Exercise materials =>
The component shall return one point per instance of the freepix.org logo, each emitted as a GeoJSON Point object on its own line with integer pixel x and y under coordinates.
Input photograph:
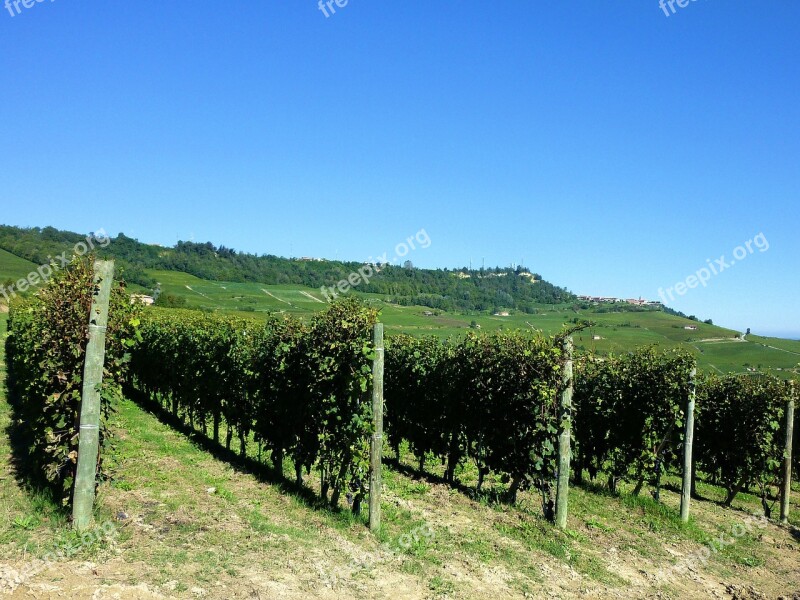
{"type": "Point", "coordinates": [13, 6]}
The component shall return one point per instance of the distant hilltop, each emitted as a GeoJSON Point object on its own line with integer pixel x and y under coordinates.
{"type": "Point", "coordinates": [610, 300]}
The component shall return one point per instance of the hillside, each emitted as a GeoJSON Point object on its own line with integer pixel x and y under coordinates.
{"type": "Point", "coordinates": [717, 349]}
{"type": "Point", "coordinates": [192, 521]}
{"type": "Point", "coordinates": [462, 289]}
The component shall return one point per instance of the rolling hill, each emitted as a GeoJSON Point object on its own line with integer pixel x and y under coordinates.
{"type": "Point", "coordinates": [717, 349]}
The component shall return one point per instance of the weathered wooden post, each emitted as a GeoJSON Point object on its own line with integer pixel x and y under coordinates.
{"type": "Point", "coordinates": [786, 492]}
{"type": "Point", "coordinates": [89, 436]}
{"type": "Point", "coordinates": [376, 450]}
{"type": "Point", "coordinates": [564, 450]}
{"type": "Point", "coordinates": [688, 442]}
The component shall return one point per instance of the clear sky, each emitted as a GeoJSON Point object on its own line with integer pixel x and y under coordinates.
{"type": "Point", "coordinates": [608, 146]}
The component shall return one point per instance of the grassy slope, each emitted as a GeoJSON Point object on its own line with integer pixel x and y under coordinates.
{"type": "Point", "coordinates": [194, 524]}
{"type": "Point", "coordinates": [715, 347]}
{"type": "Point", "coordinates": [13, 267]}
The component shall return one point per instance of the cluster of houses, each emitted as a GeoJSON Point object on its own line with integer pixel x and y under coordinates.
{"type": "Point", "coordinates": [608, 300]}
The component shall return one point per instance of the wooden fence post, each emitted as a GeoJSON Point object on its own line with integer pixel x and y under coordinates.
{"type": "Point", "coordinates": [786, 492]}
{"type": "Point", "coordinates": [89, 436]}
{"type": "Point", "coordinates": [688, 442]}
{"type": "Point", "coordinates": [564, 450]}
{"type": "Point", "coordinates": [376, 450]}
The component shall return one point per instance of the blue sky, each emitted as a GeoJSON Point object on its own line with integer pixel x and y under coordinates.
{"type": "Point", "coordinates": [605, 145]}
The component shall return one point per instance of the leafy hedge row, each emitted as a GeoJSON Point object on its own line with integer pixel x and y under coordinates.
{"type": "Point", "coordinates": [301, 388]}
{"type": "Point", "coordinates": [46, 349]}
{"type": "Point", "coordinates": [629, 413]}
{"type": "Point", "coordinates": [489, 398]}
{"type": "Point", "coordinates": [740, 432]}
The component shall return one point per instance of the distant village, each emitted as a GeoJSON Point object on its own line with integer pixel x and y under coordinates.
{"type": "Point", "coordinates": [608, 300]}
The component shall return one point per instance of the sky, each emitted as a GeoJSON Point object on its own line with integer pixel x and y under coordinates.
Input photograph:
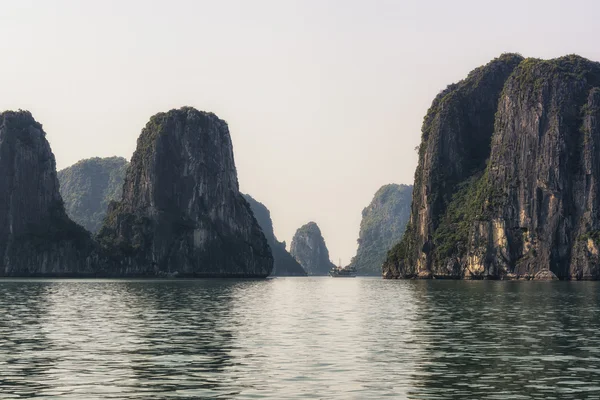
{"type": "Point", "coordinates": [324, 99]}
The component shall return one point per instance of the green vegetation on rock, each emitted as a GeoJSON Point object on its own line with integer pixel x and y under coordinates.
{"type": "Point", "coordinates": [507, 181]}
{"type": "Point", "coordinates": [284, 263]}
{"type": "Point", "coordinates": [88, 186]}
{"type": "Point", "coordinates": [383, 224]}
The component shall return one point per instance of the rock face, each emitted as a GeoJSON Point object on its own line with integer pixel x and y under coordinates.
{"type": "Point", "coordinates": [284, 263]}
{"type": "Point", "coordinates": [383, 224]}
{"type": "Point", "coordinates": [309, 249]}
{"type": "Point", "coordinates": [89, 186]}
{"type": "Point", "coordinates": [531, 210]}
{"type": "Point", "coordinates": [37, 238]}
{"type": "Point", "coordinates": [181, 212]}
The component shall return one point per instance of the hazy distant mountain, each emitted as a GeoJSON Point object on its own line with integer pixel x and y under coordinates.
{"type": "Point", "coordinates": [309, 249]}
{"type": "Point", "coordinates": [284, 263]}
{"type": "Point", "coordinates": [383, 224]}
{"type": "Point", "coordinates": [88, 186]}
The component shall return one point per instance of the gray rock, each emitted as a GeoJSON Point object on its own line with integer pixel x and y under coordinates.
{"type": "Point", "coordinates": [309, 249]}
{"type": "Point", "coordinates": [383, 224]}
{"type": "Point", "coordinates": [181, 210]}
{"type": "Point", "coordinates": [531, 211]}
{"type": "Point", "coordinates": [284, 263]}
{"type": "Point", "coordinates": [37, 238]}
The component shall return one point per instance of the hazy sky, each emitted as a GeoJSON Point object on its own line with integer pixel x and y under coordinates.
{"type": "Point", "coordinates": [324, 99]}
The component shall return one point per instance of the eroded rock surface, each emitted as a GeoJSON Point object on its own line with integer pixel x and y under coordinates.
{"type": "Point", "coordinates": [181, 213]}
{"type": "Point", "coordinates": [383, 223]}
{"type": "Point", "coordinates": [37, 238]}
{"type": "Point", "coordinates": [88, 186]}
{"type": "Point", "coordinates": [507, 181]}
{"type": "Point", "coordinates": [284, 264]}
{"type": "Point", "coordinates": [309, 249]}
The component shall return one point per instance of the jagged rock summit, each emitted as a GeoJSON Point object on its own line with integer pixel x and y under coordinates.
{"type": "Point", "coordinates": [88, 186]}
{"type": "Point", "coordinates": [507, 184]}
{"type": "Point", "coordinates": [309, 249]}
{"type": "Point", "coordinates": [383, 223]}
{"type": "Point", "coordinates": [181, 212]}
{"type": "Point", "coordinates": [284, 263]}
{"type": "Point", "coordinates": [37, 238]}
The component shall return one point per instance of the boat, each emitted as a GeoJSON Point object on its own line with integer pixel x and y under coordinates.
{"type": "Point", "coordinates": [343, 272]}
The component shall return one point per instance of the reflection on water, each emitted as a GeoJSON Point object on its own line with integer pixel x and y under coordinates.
{"type": "Point", "coordinates": [299, 338]}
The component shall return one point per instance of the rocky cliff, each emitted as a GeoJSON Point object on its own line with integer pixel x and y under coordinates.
{"type": "Point", "coordinates": [284, 264]}
{"type": "Point", "coordinates": [181, 211]}
{"type": "Point", "coordinates": [383, 224]}
{"type": "Point", "coordinates": [88, 186]}
{"type": "Point", "coordinates": [309, 249]}
{"type": "Point", "coordinates": [37, 238]}
{"type": "Point", "coordinates": [507, 181]}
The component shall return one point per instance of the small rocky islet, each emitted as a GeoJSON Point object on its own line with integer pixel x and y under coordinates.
{"type": "Point", "coordinates": [309, 249]}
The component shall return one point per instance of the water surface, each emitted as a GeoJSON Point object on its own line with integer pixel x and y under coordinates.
{"type": "Point", "coordinates": [299, 338]}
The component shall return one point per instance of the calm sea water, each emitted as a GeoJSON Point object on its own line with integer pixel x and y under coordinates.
{"type": "Point", "coordinates": [299, 338]}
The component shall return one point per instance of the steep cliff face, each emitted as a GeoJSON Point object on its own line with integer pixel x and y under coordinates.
{"type": "Point", "coordinates": [383, 224]}
{"type": "Point", "coordinates": [284, 263]}
{"type": "Point", "coordinates": [309, 249]}
{"type": "Point", "coordinates": [181, 211]}
{"type": "Point", "coordinates": [36, 236]}
{"type": "Point", "coordinates": [88, 186]}
{"type": "Point", "coordinates": [531, 210]}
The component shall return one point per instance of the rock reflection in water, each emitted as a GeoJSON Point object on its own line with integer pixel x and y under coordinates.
{"type": "Point", "coordinates": [292, 338]}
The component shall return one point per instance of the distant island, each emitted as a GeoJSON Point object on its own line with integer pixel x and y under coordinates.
{"type": "Point", "coordinates": [309, 249]}
{"type": "Point", "coordinates": [507, 185]}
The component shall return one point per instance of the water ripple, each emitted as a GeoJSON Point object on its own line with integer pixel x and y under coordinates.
{"type": "Point", "coordinates": [299, 338]}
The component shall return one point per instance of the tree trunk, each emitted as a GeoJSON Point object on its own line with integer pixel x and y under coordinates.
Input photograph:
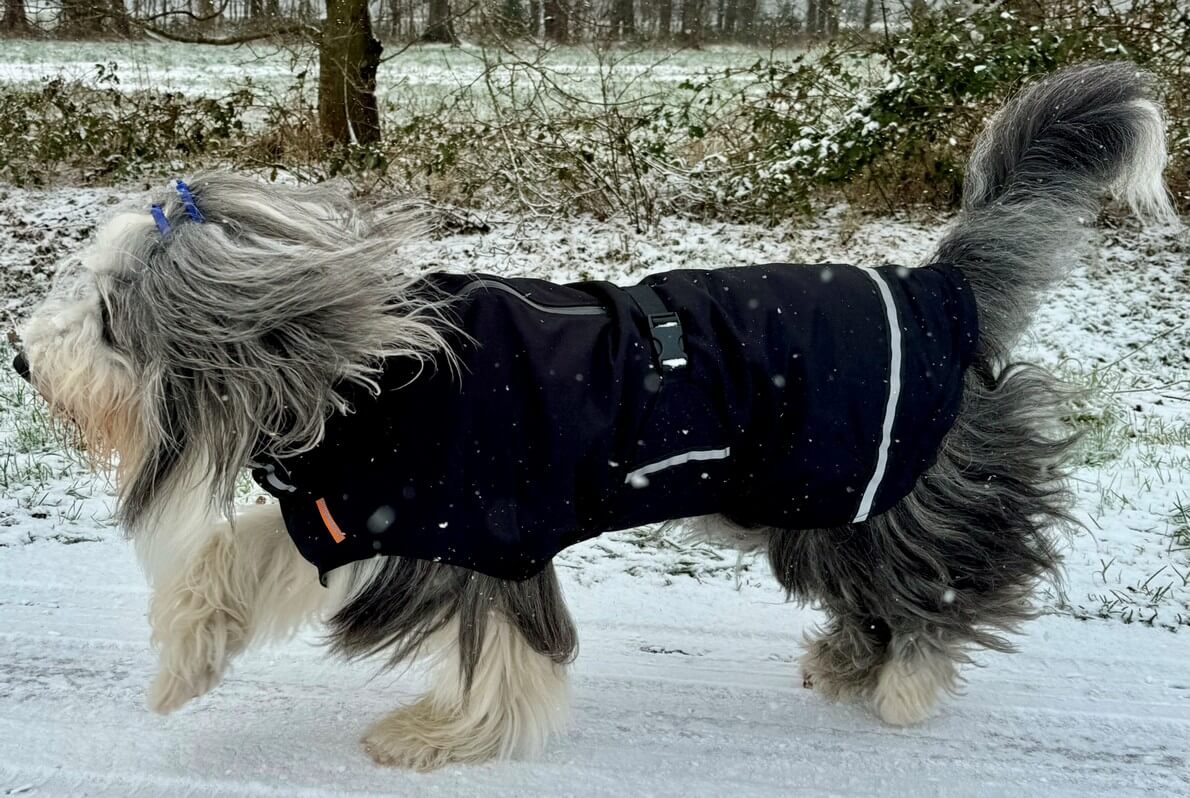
{"type": "Point", "coordinates": [81, 17]}
{"type": "Point", "coordinates": [14, 18]}
{"type": "Point", "coordinates": [346, 85]}
{"type": "Point", "coordinates": [745, 18]}
{"type": "Point", "coordinates": [534, 18]}
{"type": "Point", "coordinates": [731, 11]}
{"type": "Point", "coordinates": [691, 20]}
{"type": "Point", "coordinates": [557, 20]}
{"type": "Point", "coordinates": [664, 19]}
{"type": "Point", "coordinates": [440, 26]}
{"type": "Point", "coordinates": [120, 18]}
{"type": "Point", "coordinates": [394, 22]}
{"type": "Point", "coordinates": [624, 18]}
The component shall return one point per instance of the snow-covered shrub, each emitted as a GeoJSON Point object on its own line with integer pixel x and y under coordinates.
{"type": "Point", "coordinates": [92, 131]}
{"type": "Point", "coordinates": [891, 119]}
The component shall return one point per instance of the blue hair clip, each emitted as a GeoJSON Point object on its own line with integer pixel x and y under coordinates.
{"type": "Point", "coordinates": [192, 209]}
{"type": "Point", "coordinates": [158, 215]}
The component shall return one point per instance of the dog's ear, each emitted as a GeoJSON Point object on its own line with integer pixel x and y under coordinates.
{"type": "Point", "coordinates": [248, 324]}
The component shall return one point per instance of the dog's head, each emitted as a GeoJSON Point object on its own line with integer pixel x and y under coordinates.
{"type": "Point", "coordinates": [215, 322]}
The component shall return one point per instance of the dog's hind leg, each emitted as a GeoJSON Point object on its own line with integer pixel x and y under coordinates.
{"type": "Point", "coordinates": [245, 583]}
{"type": "Point", "coordinates": [952, 566]}
{"type": "Point", "coordinates": [499, 677]}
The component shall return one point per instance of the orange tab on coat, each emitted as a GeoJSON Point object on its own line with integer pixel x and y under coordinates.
{"type": "Point", "coordinates": [329, 520]}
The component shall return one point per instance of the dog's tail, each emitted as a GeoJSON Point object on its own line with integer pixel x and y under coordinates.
{"type": "Point", "coordinates": [1035, 181]}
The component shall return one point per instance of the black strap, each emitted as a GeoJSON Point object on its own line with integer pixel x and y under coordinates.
{"type": "Point", "coordinates": [664, 326]}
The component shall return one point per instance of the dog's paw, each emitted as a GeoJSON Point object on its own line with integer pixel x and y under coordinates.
{"type": "Point", "coordinates": [908, 690]}
{"type": "Point", "coordinates": [832, 673]}
{"type": "Point", "coordinates": [420, 737]}
{"type": "Point", "coordinates": [171, 690]}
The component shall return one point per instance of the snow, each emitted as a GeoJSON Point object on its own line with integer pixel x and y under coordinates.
{"type": "Point", "coordinates": [687, 682]}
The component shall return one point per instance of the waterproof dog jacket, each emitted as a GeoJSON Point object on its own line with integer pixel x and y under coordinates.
{"type": "Point", "coordinates": [787, 396]}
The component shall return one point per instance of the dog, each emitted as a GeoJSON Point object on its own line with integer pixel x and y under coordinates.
{"type": "Point", "coordinates": [433, 441]}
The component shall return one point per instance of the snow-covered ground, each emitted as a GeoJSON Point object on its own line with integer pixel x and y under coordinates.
{"type": "Point", "coordinates": [687, 683]}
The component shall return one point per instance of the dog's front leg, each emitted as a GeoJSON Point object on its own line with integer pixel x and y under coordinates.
{"type": "Point", "coordinates": [244, 584]}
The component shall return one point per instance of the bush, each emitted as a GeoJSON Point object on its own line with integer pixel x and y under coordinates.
{"type": "Point", "coordinates": [91, 131]}
{"type": "Point", "coordinates": [896, 117]}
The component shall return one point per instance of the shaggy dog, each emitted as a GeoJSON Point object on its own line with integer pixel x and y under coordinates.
{"type": "Point", "coordinates": [240, 325]}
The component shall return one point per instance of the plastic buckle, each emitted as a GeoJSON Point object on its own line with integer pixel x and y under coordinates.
{"type": "Point", "coordinates": [666, 332]}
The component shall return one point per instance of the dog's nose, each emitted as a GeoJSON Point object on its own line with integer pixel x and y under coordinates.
{"type": "Point", "coordinates": [20, 365]}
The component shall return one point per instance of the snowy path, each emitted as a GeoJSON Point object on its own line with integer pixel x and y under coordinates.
{"type": "Point", "coordinates": [680, 690]}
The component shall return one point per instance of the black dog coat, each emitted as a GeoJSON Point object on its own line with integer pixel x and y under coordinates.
{"type": "Point", "coordinates": [796, 397]}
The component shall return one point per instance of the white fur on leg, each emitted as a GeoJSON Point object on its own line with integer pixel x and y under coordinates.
{"type": "Point", "coordinates": [518, 699]}
{"type": "Point", "coordinates": [910, 684]}
{"type": "Point", "coordinates": [245, 584]}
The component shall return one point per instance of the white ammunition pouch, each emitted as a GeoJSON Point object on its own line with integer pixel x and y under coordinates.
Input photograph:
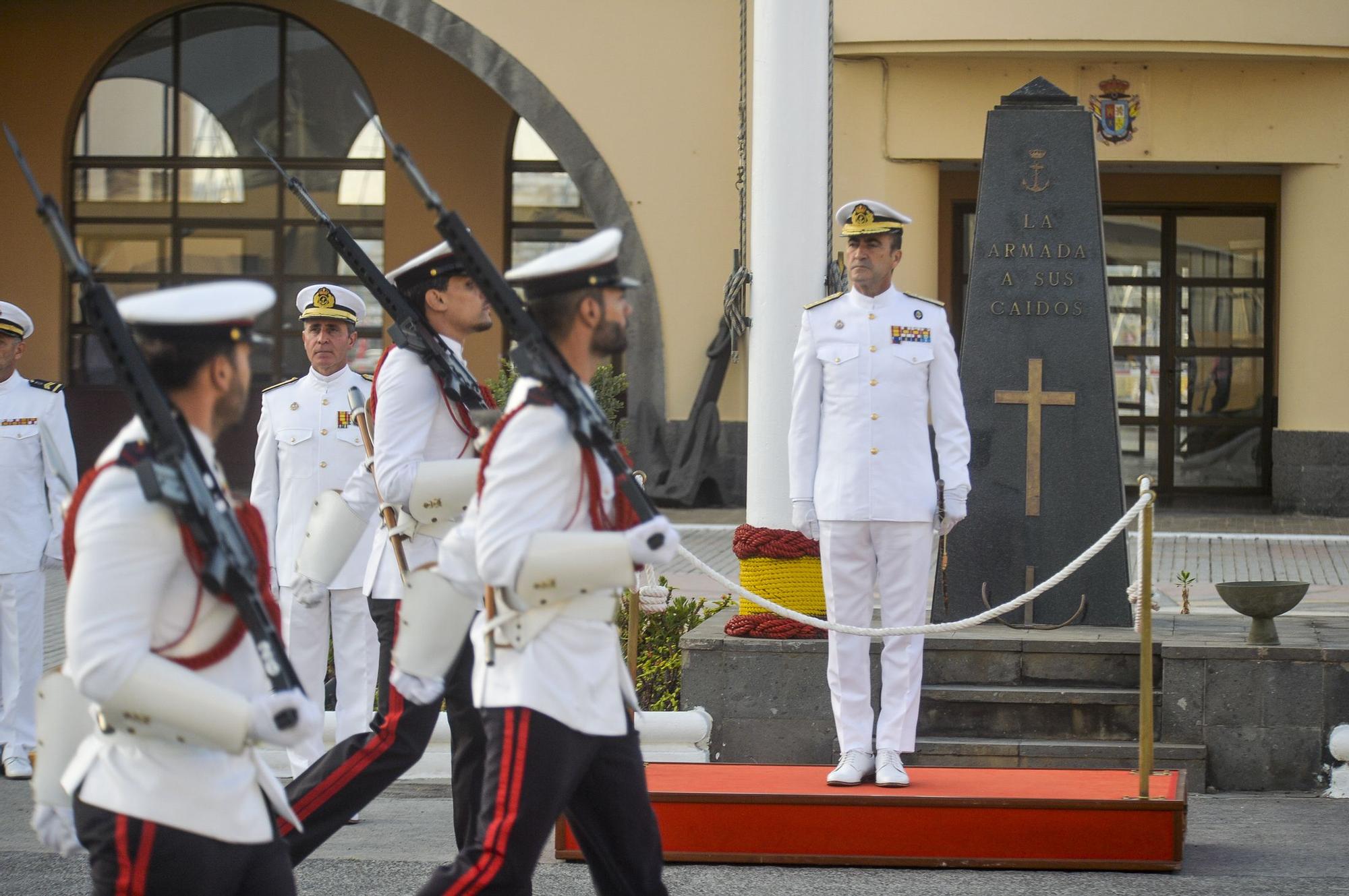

Goal of the exercise => Only the lines from the one containing "dog's nose, each" through the last line of the entries, both included, should be repeated exactly, and the pictures should be left out.

Answer to this exercise =>
The component shall return one point per instance of the dog's nose, each emitted as a GeoJSON Point object on its own line with integer pixel x and y under coordinates.
{"type": "Point", "coordinates": [20, 365]}
The component shall return one point per instance of the snowy path, each emitted as a GeoJSON Point object on its own line with integer pixel x and y under coordinates.
{"type": "Point", "coordinates": [680, 690]}
The component shall return one point per instance of the black dog coat, each emitted as a GeoJSON Point object on its own line with integer pixel x and y under coordinates.
{"type": "Point", "coordinates": [796, 397]}
The component shall return one point per instance of the white fur on leg, each emitted as a GeoJSON Point object on its own line with integer pixel x and y under coordinates.
{"type": "Point", "coordinates": [518, 699]}
{"type": "Point", "coordinates": [910, 684]}
{"type": "Point", "coordinates": [245, 584]}
The component shall return one point per instance of the white ammunition pouch, each emitted as a GeoJSON Point object on its own line with integer pixel x and y under coordinates.
Input photograph:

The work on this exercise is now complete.